Excerpts from a location annotation dataset:
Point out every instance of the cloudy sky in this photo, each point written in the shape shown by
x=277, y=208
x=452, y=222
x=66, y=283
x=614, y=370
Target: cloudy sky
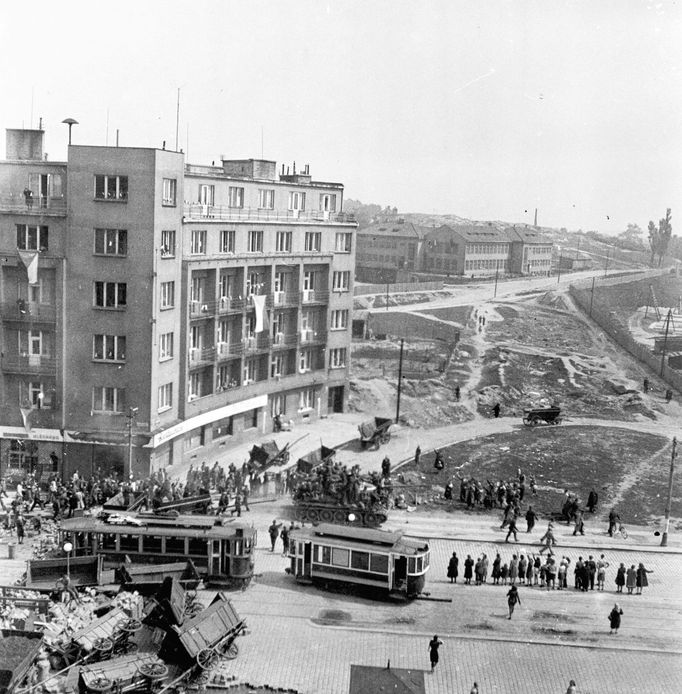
x=482, y=109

**DIRECTIONS:**
Can you return every line of the records above unchanged, leaving out the pictures?

**TASK OUTPUT:**
Point out every instance of the cloudy sky in this photo, each point written in the shape shown by
x=277, y=208
x=452, y=222
x=66, y=283
x=614, y=370
Target: cloudy sky
x=482, y=109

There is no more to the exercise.